Job
Swap every "raised arm" in the data below for "lifted hand" and repeat the lines with nothing else changed.

Source data
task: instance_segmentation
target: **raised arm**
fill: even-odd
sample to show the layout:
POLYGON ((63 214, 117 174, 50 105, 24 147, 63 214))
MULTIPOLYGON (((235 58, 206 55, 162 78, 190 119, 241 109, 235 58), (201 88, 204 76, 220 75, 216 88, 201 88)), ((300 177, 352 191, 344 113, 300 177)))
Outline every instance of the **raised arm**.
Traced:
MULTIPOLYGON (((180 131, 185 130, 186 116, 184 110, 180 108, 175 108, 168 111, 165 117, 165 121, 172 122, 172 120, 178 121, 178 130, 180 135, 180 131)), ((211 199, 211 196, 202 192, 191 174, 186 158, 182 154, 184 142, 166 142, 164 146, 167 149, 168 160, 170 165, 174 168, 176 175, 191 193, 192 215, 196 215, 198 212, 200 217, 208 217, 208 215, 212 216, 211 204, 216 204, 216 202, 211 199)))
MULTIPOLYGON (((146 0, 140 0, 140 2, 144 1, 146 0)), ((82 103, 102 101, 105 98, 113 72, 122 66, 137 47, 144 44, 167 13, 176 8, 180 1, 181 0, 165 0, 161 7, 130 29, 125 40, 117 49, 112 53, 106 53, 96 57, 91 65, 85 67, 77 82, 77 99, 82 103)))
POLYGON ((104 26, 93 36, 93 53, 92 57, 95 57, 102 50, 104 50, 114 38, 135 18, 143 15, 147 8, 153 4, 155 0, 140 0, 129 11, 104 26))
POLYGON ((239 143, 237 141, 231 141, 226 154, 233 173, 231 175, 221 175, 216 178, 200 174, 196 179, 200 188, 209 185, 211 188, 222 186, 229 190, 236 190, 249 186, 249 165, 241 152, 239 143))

Response below
task: instance_segmentation
target: **lifted hand**
fill: even-odd
sample to show the layout:
POLYGON ((63 214, 117 174, 50 105, 24 147, 63 214))
MULTIPOLYGON (((235 58, 206 55, 162 78, 190 119, 241 109, 235 58), (201 88, 204 76, 220 75, 216 88, 201 88)), ((300 177, 352 191, 344 113, 300 177)))
Outline every instance of the **lifted hand**.
Traced:
MULTIPOLYGON (((180 131, 185 130, 186 116, 184 110, 180 108, 175 108, 168 111, 165 117, 165 121, 172 122, 172 120, 178 121, 178 130, 180 135, 180 131)), ((211 199, 211 196, 202 192, 191 174, 186 158, 182 154, 184 142, 166 142, 164 146, 167 149, 168 160, 170 165, 174 168, 176 175, 191 193, 192 215, 196 215, 198 212, 200 217, 208 217, 208 215, 212 216, 211 204, 216 204, 216 202, 211 199)))
MULTIPOLYGON (((146 0, 140 0, 140 2, 144 1, 146 0)), ((82 103, 102 101, 105 98, 113 72, 122 66, 137 47, 144 44, 167 13, 176 8, 180 1, 181 0, 165 0, 161 7, 130 29, 125 40, 117 49, 112 53, 106 53, 96 57, 91 65, 85 67, 77 82, 77 99, 82 103)))
POLYGON ((104 26, 93 36, 93 53, 92 57, 95 57, 102 50, 104 50, 114 38, 135 18, 143 15, 147 8, 153 4, 155 0, 140 0, 129 11, 104 26))
POLYGON ((239 143, 237 141, 231 141, 226 154, 233 173, 231 175, 221 175, 216 178, 200 174, 196 179, 200 188, 209 185, 211 188, 222 186, 229 190, 236 190, 249 186, 249 165, 241 152, 239 143))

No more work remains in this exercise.